● Request:
From the records below, pull out every line that contains the word "building", and copy each one in full. Match case exactly.
□ □ □ □
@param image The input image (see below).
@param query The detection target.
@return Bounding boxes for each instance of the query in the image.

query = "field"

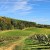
[0,27,50,50]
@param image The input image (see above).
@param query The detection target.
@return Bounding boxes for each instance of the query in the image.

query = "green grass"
[0,27,50,50]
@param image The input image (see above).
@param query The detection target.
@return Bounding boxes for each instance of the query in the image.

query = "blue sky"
[0,0,50,24]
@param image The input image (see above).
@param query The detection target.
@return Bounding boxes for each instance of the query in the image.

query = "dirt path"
[0,36,28,50]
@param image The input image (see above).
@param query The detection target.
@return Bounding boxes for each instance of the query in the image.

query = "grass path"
[0,36,28,50]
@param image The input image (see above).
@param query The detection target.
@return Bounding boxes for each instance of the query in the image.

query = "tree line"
[0,16,50,30]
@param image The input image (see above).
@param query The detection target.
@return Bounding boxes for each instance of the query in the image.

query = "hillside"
[0,27,50,50]
[0,16,50,30]
[0,17,36,30]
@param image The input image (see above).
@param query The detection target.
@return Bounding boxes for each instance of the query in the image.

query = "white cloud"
[0,0,32,15]
[14,1,32,11]
[33,0,50,2]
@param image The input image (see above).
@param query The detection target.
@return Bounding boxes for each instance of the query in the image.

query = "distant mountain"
[0,16,50,30]
[0,16,36,30]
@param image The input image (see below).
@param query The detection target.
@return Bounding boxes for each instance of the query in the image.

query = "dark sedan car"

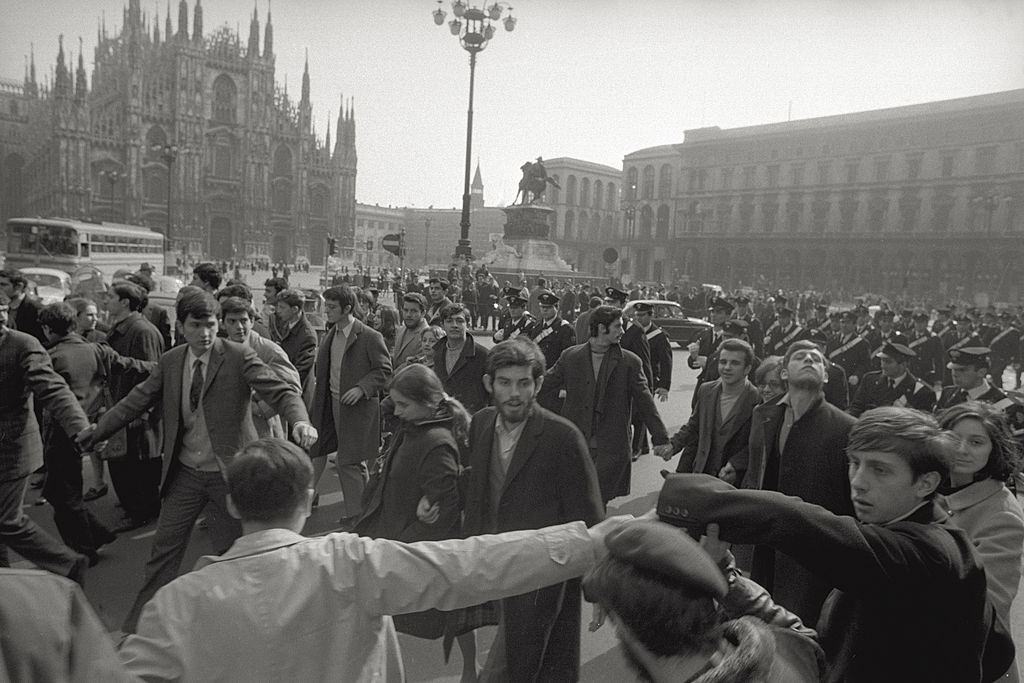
[623,299,712,348]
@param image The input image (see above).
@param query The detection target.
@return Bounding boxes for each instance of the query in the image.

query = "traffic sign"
[381,232,401,256]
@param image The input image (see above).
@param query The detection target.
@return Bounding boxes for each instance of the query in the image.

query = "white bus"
[3,218,165,278]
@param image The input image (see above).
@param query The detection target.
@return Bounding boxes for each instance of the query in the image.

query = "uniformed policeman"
[906,310,946,393]
[988,311,1021,389]
[935,346,1014,411]
[526,291,575,368]
[492,288,534,344]
[735,296,765,357]
[849,341,935,418]
[827,310,871,390]
[765,306,807,355]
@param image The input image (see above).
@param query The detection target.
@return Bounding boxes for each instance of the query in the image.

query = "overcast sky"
[0,0,1024,207]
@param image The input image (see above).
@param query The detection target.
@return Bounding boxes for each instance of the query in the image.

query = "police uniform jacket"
[526,315,577,368]
[490,311,534,344]
[906,332,945,384]
[657,474,1013,683]
[827,333,870,385]
[850,371,935,418]
[643,323,672,389]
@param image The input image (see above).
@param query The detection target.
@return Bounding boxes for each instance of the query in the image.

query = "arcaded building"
[623,89,1024,301]
[0,0,356,263]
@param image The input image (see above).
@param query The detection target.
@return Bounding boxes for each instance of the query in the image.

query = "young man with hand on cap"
[657,407,1014,683]
[849,341,935,418]
[584,519,824,683]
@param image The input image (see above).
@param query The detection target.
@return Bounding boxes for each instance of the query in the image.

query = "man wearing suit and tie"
[80,292,316,633]
[309,286,391,530]
[463,337,602,681]
[655,339,761,484]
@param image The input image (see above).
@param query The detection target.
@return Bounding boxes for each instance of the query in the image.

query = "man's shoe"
[82,483,110,503]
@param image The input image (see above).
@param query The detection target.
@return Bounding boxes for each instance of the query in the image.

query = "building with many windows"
[623,89,1024,301]
[0,0,357,263]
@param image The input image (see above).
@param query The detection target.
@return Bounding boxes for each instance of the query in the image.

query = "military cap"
[874,341,918,362]
[537,290,560,306]
[946,346,991,370]
[722,317,748,337]
[604,520,729,599]
[708,299,736,313]
[604,287,629,301]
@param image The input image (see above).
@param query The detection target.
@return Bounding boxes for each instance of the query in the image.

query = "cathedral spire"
[193,0,203,43]
[263,0,273,59]
[178,0,188,41]
[75,36,89,101]
[246,2,259,59]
□ □ □ □
● Answer to the exercise:
query = "arcaded building"
query = "building with many windows"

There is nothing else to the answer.